■ Objectives ■
1 > Answer these questions from the passage on William Warner, one line each:
(a) In what year was Warner admitted to the bar?
(b) To which two Congresses was he elected as a Republican?
(c) What organization elected him commander in chief in 1888?
2 > In the records, write out the lines starting at the one containing "Medical annotation tool: circle the chimney" and ending at the one containing "150,100,166,146", with "bounding rectangle" changed to "bounding box" and nothing else altered.

■ Text passage ■
William Warner (June 11, 1840 – October 4, 1916) was an American lawyer and politician based in Kansas City, Missouri, where he became mayor of Kansas City in 1871-72. He later represented Missouri in both the U.S. House and Senate.[1]

Early life[edit]

Warner was born in Shullsburg, Wisconsin, in Lafayette County, Wisconsin. His parents died in his youth, and he was raised by his sister, Mary Ann Warner Webb and her husband, Daniel Webb III. He studied law at Lawrence University and the University of Michigan at Ann Arbor and admitted to the bar in 1861. He enlisted in 1862 as a 1st Lieutenant in the 33rd Wisconsin Volunteer Infantry Regiment and was mustered out at the close of the Civil War in Madison, Wisconsin with the rank of major. He married Sophia Frances Bullen on August 7, 1866. They had six children.

Political career[edit]

Warner then moved his practice to Kansas City where he served as city attorney in 1867, circuit attorney in 1868 and Kansas City Mayor in 1871. He was elected as a Republican to the 49th and 50th Congresses, serving from March 4, 1885 to March 4, 1889, but he was not a candidate for renomination in 1888.

Warner was elected commander in chief of the Grand Army of the Republic in 1888 for a one year term. He was also a member of the Wisconsin Commandery of the Military Order of the Loyal Legion of the United States.

■ Dataset content ■
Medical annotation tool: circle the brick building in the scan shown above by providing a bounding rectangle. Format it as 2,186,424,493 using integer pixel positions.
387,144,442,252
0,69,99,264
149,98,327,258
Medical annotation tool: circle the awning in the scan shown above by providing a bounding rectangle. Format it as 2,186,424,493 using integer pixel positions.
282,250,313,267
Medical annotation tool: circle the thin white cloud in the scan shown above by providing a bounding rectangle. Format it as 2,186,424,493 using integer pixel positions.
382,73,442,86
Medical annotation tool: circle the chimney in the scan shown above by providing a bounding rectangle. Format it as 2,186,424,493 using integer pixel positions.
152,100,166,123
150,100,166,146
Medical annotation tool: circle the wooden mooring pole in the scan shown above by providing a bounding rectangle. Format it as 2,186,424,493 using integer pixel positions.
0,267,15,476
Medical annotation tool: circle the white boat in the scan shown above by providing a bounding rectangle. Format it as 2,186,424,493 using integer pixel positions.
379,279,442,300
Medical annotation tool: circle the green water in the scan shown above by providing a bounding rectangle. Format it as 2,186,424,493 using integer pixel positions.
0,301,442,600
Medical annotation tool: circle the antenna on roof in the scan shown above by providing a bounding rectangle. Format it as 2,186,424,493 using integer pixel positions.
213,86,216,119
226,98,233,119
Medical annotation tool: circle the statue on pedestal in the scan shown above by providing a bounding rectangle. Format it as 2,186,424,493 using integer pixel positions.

■ Results for each task ■
1 >
(a) 1861
(b) The 49th and 50th Congresses
(c) The Grand Army of the Republic

2 >
Medical annotation tool: circle the chimney in the scan shown above by providing a bounding box. Format it as 2,186,424,493 using integer pixel positions.
152,100,166,123
150,100,166,146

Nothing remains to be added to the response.